* [抜粋本文]:
ごあいさつ
院長ごあいさつ
菊川市は静岡県の南西部に位置し、菊川市の由来である菊川の中流域に位置しています。当院は、人口約4万8千人を有する菊川市が運営する自治体病院であり、前身である共立菊川病院を継ぎ、平成17年、市町村合併に伴い菊川市立総合病院と改称されました。以前はJR菊川駅近くに病院がありましたが、平成10年、病院新築に伴い現在の東横地に移転しました。
当院はお茶畑や水田に囲まれた丘陵地に建ち、病室からはのどかな田園風景を眺めることができます。また、病院敷地内に植えられた桜やつつじなどの樹木と相まって、静かで、落ち着いた環境で診療を受けることができます。
当院の病床数は一般病床202床(急性期病床118床・回復期リハ病床40床・地域包括ケア病棟44床)と精神科病床58床です。また、院内に健診センターを併設しており予防医療にも力を入れています。
菊川市の人口当たりの医師数は全国の約半数であり、県内でも医師が不足している地域の一つとなっています。この少ない医師数の下で効率的に住民に必要な医療を提供するため、当院は家庭医の養成と地域医療連携に力を入れています。

* [作業内容]:
A. 菊川市立総合病院の院長あいさつによれば、病院が現在の東横地へ移ったのは何年で、その契機は何でしたか。
B. 院長あいさつにある「菊川市の人口当たりの医師数は全国の約半数であり、県内でも医師が不足している地域の一つとなっています。」という一文を英語に訳してください。
C. 菊川市立総合病院の院長あいさつを、最後の文の後から書き継いでください。

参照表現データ
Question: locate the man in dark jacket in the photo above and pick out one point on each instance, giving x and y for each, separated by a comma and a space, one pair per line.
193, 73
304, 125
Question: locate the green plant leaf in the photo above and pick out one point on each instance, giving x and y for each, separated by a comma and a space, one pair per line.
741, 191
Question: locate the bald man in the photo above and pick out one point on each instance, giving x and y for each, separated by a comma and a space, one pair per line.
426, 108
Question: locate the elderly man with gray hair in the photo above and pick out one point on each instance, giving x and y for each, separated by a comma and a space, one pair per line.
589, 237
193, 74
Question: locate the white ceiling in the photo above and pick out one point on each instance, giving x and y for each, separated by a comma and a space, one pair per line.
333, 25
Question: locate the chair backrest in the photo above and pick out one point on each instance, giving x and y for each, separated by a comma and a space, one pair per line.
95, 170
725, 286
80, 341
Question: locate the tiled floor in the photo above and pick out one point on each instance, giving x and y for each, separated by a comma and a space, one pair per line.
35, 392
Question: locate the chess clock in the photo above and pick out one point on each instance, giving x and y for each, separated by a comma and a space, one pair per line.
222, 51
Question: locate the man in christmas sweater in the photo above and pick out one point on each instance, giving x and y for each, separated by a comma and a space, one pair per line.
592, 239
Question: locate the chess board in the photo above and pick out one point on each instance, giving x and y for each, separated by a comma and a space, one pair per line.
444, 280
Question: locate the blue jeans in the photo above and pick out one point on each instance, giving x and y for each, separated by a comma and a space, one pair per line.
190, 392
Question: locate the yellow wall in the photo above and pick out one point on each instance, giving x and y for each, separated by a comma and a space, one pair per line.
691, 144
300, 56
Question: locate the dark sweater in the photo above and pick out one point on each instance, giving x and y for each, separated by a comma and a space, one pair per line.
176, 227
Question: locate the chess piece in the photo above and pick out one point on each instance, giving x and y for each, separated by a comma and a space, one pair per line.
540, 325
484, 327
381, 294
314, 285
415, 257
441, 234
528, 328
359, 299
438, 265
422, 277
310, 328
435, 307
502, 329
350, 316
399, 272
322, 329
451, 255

* [解答欄]:
A. 平成10年に、病院の新築に伴って移転しました。

B. The number of physicians per capita in Kikugawa City is about half the national level, and it is one of the areas in the prefecture suffering from a shortage of doctors.

C.
まず、家庭医とは診療科の枠を超えて幅広い領域の病気や外傷に対応できる医師をいいます。平成21年、磐田市立総合病院、公立森町病院と恊働して、当院は静岡県家庭医養成プログラムを立ち上げました。現在(平成31年4月)、指導医10名の下でレジデント他11名が研修に励んでいます。平成23年8月には、家庭医養成の拠点施設である菊川市家庭医療センターを菊川市の南部(旧小笠地区)に開設し、外来診療のほか、病状が重く通院できない患者さまには訪問診療を行っています。当院は急性期治療から回復期機能までを持つケアミックス病院であり、家庭医による訪問診療も合わせると、全国的にも珍しい体制の地域密着型病院となっています。
次に、広域的視野で病院間の連携を深めることで、医療資源を効率的に活用しています。開業医の先生からの紹介患者、救急患者は当院でできるだけ初期診療を行います。そして、当院では対応困難な症例とわかれば高次機能病院を紹介します。また、当院や近隣の病院で急性期治療が終了しても自宅退院できない患者は、回復期機能病棟で在宅復帰のためのリハビリやケアを行います。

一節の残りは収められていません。